Requirements:
Reproduce verbatim everything from the line containing "targets the parked" down to the end of the items.
[START OF Dataset entries]
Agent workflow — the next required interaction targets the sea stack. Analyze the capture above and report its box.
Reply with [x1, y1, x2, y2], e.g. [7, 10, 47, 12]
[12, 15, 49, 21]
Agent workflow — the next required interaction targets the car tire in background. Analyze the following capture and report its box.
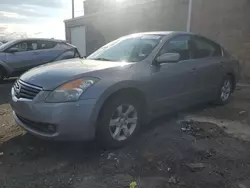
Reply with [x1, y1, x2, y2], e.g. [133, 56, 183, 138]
[215, 75, 233, 105]
[96, 95, 142, 148]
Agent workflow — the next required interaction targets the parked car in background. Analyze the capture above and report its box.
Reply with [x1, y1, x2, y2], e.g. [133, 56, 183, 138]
[11, 32, 239, 147]
[0, 39, 80, 81]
[END OF Dataset entries]
Full answer:
Agent workflow — the next required interaction targets the parked car in background. Analyze the capture above and report its box.
Reply with [x1, y1, x2, y2], e.g. [133, 56, 183, 138]
[11, 32, 239, 147]
[0, 39, 80, 81]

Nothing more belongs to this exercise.